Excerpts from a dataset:
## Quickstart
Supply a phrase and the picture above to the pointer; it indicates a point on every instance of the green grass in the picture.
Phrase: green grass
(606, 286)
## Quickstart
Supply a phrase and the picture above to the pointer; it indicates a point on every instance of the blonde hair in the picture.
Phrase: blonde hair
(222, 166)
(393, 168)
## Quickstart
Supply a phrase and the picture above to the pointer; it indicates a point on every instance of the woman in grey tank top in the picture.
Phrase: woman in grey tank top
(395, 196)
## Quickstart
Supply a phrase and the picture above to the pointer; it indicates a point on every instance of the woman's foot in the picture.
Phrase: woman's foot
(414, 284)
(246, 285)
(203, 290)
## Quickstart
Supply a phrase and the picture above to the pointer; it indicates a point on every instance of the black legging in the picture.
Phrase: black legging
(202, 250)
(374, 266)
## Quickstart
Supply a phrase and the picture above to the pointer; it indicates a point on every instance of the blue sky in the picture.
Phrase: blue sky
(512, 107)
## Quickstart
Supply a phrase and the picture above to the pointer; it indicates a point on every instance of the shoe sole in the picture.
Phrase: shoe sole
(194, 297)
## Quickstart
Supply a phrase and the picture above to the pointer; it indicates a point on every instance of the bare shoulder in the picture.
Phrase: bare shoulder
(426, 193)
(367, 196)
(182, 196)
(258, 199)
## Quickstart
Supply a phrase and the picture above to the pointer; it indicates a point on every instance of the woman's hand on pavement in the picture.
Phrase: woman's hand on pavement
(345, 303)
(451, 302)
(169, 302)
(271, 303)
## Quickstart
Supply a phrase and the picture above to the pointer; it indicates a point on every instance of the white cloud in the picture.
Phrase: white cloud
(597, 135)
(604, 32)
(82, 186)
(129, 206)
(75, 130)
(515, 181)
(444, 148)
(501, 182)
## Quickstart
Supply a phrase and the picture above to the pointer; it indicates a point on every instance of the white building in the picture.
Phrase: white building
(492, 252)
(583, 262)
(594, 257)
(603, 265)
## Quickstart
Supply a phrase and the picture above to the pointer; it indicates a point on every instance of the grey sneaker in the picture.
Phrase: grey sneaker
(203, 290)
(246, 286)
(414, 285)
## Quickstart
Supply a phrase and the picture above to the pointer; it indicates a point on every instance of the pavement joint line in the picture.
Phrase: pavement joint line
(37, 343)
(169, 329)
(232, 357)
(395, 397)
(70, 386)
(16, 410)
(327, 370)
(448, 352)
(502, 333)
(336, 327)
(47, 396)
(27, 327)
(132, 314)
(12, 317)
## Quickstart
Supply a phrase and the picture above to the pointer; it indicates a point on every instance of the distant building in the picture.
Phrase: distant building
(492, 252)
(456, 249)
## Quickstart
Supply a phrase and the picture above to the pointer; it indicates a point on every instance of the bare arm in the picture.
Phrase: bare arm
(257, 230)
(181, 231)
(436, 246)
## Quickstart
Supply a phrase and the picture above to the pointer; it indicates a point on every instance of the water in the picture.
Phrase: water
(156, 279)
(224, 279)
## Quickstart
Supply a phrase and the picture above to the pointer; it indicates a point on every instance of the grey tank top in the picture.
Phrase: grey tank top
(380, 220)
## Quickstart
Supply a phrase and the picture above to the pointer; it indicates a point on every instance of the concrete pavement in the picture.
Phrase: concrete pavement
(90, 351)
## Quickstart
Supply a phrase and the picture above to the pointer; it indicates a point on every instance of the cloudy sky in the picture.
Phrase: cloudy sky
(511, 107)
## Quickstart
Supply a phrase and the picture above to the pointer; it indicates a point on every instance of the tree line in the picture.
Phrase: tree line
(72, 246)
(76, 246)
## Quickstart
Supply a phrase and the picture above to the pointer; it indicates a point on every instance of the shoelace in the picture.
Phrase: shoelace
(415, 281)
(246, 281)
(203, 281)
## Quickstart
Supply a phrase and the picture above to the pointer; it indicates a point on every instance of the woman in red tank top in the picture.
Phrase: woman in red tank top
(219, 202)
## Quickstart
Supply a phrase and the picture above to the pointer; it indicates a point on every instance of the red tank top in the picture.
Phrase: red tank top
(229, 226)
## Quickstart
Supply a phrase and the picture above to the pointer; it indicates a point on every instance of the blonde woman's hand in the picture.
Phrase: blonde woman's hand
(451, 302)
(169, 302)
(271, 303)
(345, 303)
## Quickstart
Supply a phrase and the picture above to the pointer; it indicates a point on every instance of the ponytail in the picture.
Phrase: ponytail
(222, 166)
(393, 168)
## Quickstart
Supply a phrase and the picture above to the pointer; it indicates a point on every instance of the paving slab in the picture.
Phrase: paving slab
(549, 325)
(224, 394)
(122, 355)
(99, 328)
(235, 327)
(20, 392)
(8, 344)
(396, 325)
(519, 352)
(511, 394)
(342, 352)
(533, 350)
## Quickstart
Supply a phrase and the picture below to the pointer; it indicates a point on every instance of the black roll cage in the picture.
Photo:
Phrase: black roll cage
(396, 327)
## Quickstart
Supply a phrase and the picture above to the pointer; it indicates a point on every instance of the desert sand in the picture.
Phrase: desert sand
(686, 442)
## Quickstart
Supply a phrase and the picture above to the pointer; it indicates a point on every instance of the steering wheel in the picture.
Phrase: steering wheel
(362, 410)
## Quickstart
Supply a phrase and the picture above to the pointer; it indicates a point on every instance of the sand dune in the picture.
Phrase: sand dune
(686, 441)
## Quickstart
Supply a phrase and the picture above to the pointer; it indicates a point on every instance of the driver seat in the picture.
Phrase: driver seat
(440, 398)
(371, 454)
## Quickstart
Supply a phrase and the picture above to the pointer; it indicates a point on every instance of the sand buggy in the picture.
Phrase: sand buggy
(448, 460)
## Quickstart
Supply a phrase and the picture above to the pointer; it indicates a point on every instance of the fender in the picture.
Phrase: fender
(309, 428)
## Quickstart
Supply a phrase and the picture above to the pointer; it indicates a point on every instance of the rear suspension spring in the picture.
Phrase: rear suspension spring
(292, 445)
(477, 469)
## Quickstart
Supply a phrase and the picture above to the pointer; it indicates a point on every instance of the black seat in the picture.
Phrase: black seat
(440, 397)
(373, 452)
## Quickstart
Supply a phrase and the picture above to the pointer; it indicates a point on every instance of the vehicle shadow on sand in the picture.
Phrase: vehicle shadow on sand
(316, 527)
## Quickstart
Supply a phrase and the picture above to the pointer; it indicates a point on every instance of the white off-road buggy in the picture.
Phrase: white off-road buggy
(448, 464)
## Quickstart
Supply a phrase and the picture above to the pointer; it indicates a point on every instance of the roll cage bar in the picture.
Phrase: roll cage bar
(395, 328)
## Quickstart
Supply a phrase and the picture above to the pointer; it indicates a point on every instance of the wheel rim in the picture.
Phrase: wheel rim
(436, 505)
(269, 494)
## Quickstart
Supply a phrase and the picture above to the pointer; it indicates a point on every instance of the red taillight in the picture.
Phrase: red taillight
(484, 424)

--

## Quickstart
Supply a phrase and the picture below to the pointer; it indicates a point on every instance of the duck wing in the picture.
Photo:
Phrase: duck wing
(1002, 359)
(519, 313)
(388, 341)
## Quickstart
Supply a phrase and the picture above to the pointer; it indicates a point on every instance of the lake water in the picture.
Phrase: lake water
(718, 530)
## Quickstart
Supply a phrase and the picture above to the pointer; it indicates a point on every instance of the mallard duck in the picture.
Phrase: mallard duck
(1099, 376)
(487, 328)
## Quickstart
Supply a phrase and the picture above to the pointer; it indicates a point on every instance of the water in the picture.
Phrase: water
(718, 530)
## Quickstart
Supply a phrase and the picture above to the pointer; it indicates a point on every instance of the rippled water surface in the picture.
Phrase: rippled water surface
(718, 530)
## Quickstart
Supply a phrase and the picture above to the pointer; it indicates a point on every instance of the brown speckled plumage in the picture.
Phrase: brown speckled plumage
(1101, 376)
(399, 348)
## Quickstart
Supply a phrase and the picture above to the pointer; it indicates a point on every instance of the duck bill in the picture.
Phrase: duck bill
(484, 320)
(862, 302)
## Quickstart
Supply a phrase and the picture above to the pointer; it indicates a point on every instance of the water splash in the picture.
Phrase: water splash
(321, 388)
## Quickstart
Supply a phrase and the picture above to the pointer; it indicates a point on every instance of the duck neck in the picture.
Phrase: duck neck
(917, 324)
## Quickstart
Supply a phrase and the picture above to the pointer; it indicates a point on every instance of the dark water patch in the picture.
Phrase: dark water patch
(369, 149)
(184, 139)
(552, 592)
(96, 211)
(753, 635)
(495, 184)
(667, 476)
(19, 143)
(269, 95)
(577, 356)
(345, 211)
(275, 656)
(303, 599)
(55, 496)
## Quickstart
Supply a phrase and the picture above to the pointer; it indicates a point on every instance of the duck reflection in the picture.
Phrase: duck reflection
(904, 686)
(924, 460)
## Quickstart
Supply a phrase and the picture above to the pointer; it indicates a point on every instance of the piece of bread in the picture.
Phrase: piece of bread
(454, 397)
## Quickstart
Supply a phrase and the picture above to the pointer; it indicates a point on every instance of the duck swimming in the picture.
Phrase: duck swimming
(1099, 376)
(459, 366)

[TASK STATEMENT]: When a line in the data above contains the string "below", copy that line.

[SOLVED PROBLEM]:
Supply a phrase and the picture below to the pointer; it indicates a point on every instance of the black roll cage in the picture.
Supply a phrase and the picture below to the pointer; it indicates a point on every instance of the duck wing in the picture.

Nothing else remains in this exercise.